Referring expression pointing data
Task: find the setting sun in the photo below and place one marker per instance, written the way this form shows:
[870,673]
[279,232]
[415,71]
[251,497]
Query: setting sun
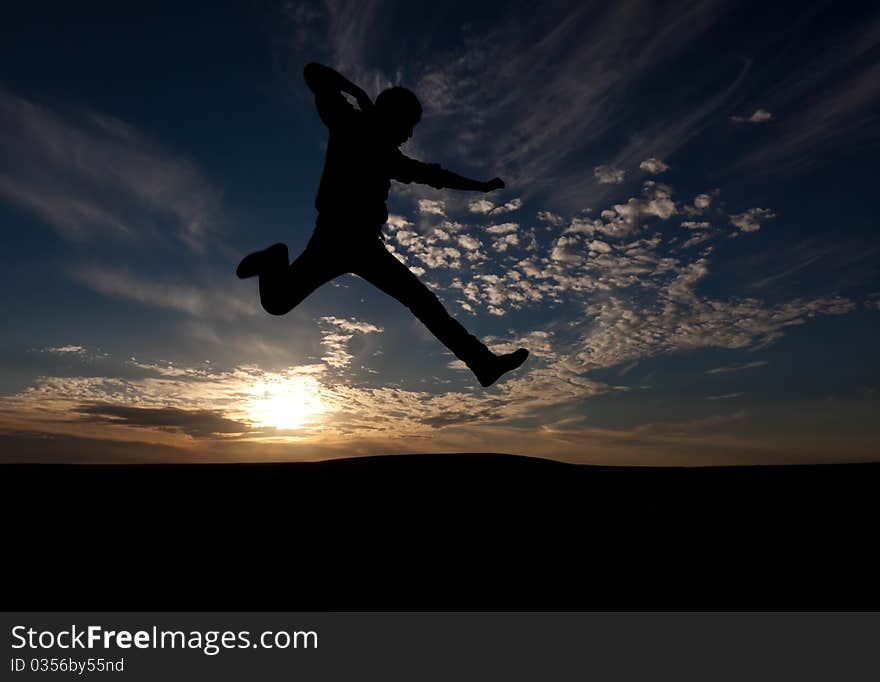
[285,402]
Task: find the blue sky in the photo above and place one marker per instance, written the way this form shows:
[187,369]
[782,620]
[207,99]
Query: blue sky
[687,242]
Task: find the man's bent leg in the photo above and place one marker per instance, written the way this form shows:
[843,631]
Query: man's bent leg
[284,286]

EXERCISE DESCRIPTION =>
Write out the records above exactly. Pictures do not belong in the copy.

YOUR RESPONSE =>
Task: find the setting sun in the photo below and place one marker per instance, written the way this form shows:
[870,673]
[279,232]
[415,71]
[251,497]
Query: setting sun
[285,402]
Task: find the blue sky in the photo above and place one marker per instance, written the way this form shows:
[187,369]
[782,620]
[207,99]
Query: blue sky
[687,242]
Task: find the man's bent leg in the photo above and place one marker per instance, written the way this form shows:
[843,631]
Query: man's bent leg
[284,286]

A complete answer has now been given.